**REQUESTS**
1. According to the book listing, which team was the first English-speaking team to ride the Tour de France?
2. Decide whether each statement agrees with the book listing, and back each yes or no with the deciding words from it: (a) Mislaid is set in Virginia in the 1960s. (b) The Invisible Mile is priced at $29.99. (c) The site and feed are still open.
3. Reproduce the passage of the book listing between "New books to" and "ARE NOW CLOSED.", inclusive.

**TEXT SECTION**
* BEGIN *
New books to hit the spot
TOUCHDOWN is a weekly selection of outstanding new titles: books either anticipated or surprising, just out of the carton! Follow the links for more information, to purchase these books or to have them put aside for you.
SORRY - THIS SITE AND FEED ARE NOW CLOSED.
Thank you for your support. {Thomas}
12 June 2015
Mislaid by Nell Zink $29.99
Set in Virginia in the 1960s, this is a screwball all-out assault on the nuclear family, personal identity, desire and human relations.
"Nell Zink is a writer of extraordinary talent and range. Her work insistently raises the possibility that the world is larger and stranger than the world you think you know. You might not want to believe this, but her sentences and stories are so strong and convincing that you'll have no choice." - Jonathan Franzen
>> Many words in The New Yorker.
The Invisible Mile by David Coventry $30.00
The 1928 Ravat-Wonder team from New Zealand and Australia were the first English-speaking team to ride the Tour de France. They weren't expected to finish, but stadiums filled with Frenchmen eager to call their names. The Invisible Mile is a re-imagining of the tour from inside the peloton, where the test of endurance, for one young New Zealander, becomes a psychological journey into the chaos of the War a decade earlier. Riding on the alternating highs of cocaine and opium, victory and defeat, the rider's mind is increasingly fixed on his family's past. As he nears the battlefields of the north and his last, invisible mile, the trauma of exertion and disputed guilt cast strange shadows on his story, and onlookers congregate about him waiting for revelation.
* END *
**RECORDED INFORMATION**
* BEGIN *
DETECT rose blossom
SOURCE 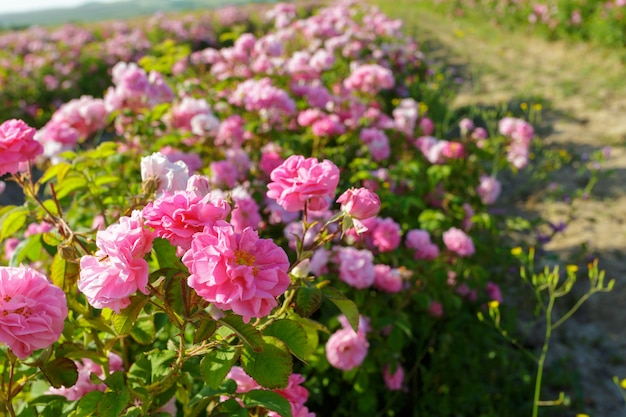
* END *
**OUTPUTS**
1. The 1928 Ravat-Wonder team from New Zealand and Australia.

2.
(a) Yes: "Set in Virginia in the 1960s"
(b) No: "The Invisible Mile by David Coventry $30.00"
(c) No: "SORRY - THIS SITE AND FEED ARE NOW CLOSED."

3.
New books to hit the spot
TOUCHDOWN is a weekly selection of outstanding new titles: books either anticipated or surprising, just out of the carton! Follow the links for more information, to purchase these books or to have them put aside for you.
SORRY - THIS SITE AND FEED ARE NOW CLOSED.